**Tasks to complete:**
**A.** Reproduce the passage of the TAGM-MCMC section from "In lgatto/pRoloc: A" up to and including "setStockcol(paste0(getStockcol(), 90))".
**B.** Name every R package that the TAGM-MCMC section loads with library() or require().

**Text excerpt:**
In lgatto/pRoloc: A unifying bioinformatics framework for spatial proteomics

library("pRoloc")
library("pRolocdata")
require("reshape")
require("ggplot2")
require("coda")

setStockcol(paste0(getStockcol(), 90))

TAGM-MCMC, in details

This section explains how to manually manipulate the MCMC output of the Bayesian model TAGM-MCMC applied to spatial proteomics data [@Crook:2018]. First, we load the MCMC data (as produced by tagmMcmcTrain) to be used and the packages required for analysis.

The tanTagm.rda file is nearly 400MB large and isn't direcly distributed in a package but can be downloaded from the http://bit.ly/tagm-mcmc google drive to reproduce the following analyses. Alternatively, to avoid manual intervention, the following code chunk downloads the file from an alternative server:

destdir <- tempdir()
destfile <- file.path(destdir, "tanTagm.rda")
download.file("http://proteome.sysbiol.cam.ac.uk/lgatto/files/tanTagm.rda",
              destfile)

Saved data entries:
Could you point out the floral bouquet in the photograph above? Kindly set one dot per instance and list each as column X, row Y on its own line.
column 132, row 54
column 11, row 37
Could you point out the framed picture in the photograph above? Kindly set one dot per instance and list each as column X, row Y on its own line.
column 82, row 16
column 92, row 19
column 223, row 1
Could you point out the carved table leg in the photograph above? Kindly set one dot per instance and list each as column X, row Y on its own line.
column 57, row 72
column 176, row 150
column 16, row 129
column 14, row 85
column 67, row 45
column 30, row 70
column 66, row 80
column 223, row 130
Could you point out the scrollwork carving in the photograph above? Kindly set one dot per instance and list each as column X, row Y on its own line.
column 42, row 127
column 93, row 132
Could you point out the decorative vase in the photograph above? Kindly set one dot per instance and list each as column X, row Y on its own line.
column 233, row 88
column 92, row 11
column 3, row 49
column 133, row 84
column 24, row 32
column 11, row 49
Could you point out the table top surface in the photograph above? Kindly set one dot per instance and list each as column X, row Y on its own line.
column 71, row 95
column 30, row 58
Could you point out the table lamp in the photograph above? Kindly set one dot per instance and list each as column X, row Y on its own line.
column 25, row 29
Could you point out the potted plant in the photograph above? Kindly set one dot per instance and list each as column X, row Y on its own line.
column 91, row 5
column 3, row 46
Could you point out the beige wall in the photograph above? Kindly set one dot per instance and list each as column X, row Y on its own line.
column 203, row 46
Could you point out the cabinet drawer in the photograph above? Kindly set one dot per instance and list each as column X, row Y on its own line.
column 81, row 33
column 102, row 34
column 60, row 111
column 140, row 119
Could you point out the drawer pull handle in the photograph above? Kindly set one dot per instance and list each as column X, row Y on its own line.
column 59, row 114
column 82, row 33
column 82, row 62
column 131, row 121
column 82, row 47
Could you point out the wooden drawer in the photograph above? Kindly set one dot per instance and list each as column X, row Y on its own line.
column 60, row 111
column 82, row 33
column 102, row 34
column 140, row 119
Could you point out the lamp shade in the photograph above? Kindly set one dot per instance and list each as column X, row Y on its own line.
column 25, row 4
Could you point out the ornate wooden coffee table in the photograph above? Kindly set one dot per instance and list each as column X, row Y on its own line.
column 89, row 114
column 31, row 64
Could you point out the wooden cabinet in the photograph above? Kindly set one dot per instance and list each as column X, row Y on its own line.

**Answers to the tasks:**
**A.**
In lgatto/pRoloc: A unifying bioinformatics framework for spatial proteomics

library("pRoloc")
library("pRolocdata")
require("reshape")
require("ggplot2")
require("coda")

setStockcol(paste0(getStockcol(), 90))

**B.** pRoloc, pRolocdata, reshape, ggplot2, coda